--- START ---

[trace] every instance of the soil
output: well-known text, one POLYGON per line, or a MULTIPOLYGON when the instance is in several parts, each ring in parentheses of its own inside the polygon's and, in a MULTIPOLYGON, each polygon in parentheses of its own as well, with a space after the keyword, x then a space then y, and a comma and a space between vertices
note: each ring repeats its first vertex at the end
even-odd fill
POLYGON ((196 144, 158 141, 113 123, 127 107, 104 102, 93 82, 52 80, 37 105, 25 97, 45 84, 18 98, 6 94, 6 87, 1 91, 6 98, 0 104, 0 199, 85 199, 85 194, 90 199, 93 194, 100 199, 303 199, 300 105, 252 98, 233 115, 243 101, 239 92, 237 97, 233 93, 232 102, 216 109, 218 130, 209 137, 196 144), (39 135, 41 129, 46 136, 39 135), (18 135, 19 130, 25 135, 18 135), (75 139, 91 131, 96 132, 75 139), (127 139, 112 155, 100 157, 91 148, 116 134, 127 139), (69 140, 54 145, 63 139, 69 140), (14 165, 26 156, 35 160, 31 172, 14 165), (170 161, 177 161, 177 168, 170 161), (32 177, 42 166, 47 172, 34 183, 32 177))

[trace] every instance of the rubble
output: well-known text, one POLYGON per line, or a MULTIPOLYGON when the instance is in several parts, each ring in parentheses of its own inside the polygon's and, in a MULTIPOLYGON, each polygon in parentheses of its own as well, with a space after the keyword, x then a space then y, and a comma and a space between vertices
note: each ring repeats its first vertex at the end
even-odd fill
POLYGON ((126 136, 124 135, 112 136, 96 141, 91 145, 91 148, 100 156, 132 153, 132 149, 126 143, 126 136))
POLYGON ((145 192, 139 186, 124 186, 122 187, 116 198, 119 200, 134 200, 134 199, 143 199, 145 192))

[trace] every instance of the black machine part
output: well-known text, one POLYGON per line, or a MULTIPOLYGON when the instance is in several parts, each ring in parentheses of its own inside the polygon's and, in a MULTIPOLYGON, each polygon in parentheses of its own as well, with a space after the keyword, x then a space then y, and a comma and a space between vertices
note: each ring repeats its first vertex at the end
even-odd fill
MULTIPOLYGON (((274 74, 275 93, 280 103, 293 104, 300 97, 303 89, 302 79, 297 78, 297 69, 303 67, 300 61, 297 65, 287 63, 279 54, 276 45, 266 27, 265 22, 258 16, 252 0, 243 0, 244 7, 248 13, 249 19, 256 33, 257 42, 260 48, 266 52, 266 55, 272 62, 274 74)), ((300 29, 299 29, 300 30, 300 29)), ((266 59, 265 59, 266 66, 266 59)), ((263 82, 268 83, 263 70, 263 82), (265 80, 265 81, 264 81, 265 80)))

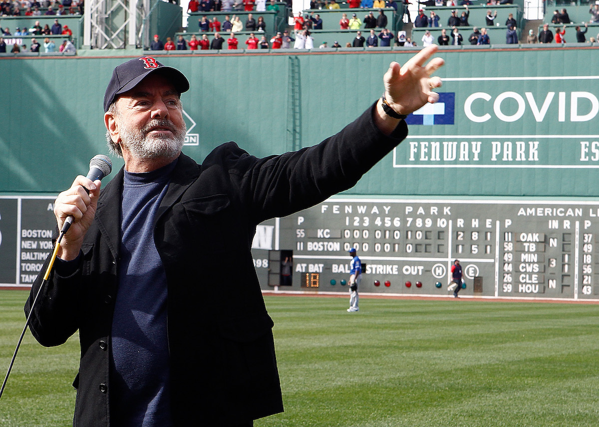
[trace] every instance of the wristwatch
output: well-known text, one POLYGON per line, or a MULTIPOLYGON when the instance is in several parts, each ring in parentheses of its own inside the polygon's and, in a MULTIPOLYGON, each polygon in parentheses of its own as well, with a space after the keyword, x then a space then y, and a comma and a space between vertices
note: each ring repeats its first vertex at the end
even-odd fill
POLYGON ((387 100, 385 98, 385 93, 381 97, 381 100, 383 101, 383 111, 385 113, 394 119, 403 119, 407 117, 407 114, 400 114, 397 113, 395 110, 391 108, 391 106, 387 104, 387 100))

--- END ---

EXERCISE REQUIREMENTS – Rewrite the entries from the line containing "[trace] every instance of the wristwatch" through the end of the entries, inclusive, swapping "even-odd" for "nonzero" and keeping everything else the same. Return only those lines.

SOLUTION TO THIS PROBLEM –
[trace] every instance of the wristwatch
output: well-known text, one POLYGON per line, or a MULTIPOLYGON when the instance is in several parts, each ring in parentheses of its own inside the polygon's and, in a MULTIPOLYGON, each polygon in parentheses of its own as well, with a space after the keyword, x then a space then y, and a comma and a space between vertices
note: each ring repeats its first vertex at the end
nonzero fill
POLYGON ((387 100, 385 98, 385 93, 381 97, 381 100, 383 101, 383 111, 385 113, 394 119, 403 119, 407 117, 407 114, 400 114, 397 113, 395 110, 391 108, 391 106, 387 104, 387 100))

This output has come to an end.